* DATA TO USE:
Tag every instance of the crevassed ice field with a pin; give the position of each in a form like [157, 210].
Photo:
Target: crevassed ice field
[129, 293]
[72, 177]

* EXERCISE PROMPT:
Rewrite all of the material above, swapping "crevassed ice field" for "glacier" wherever it appears and leaving everything else untouched.

* FINAL RESULT:
Tag every instance of the glacier with a pin; give the position of each in a form like [157, 210].
Photo:
Target: glacier
[129, 293]
[72, 177]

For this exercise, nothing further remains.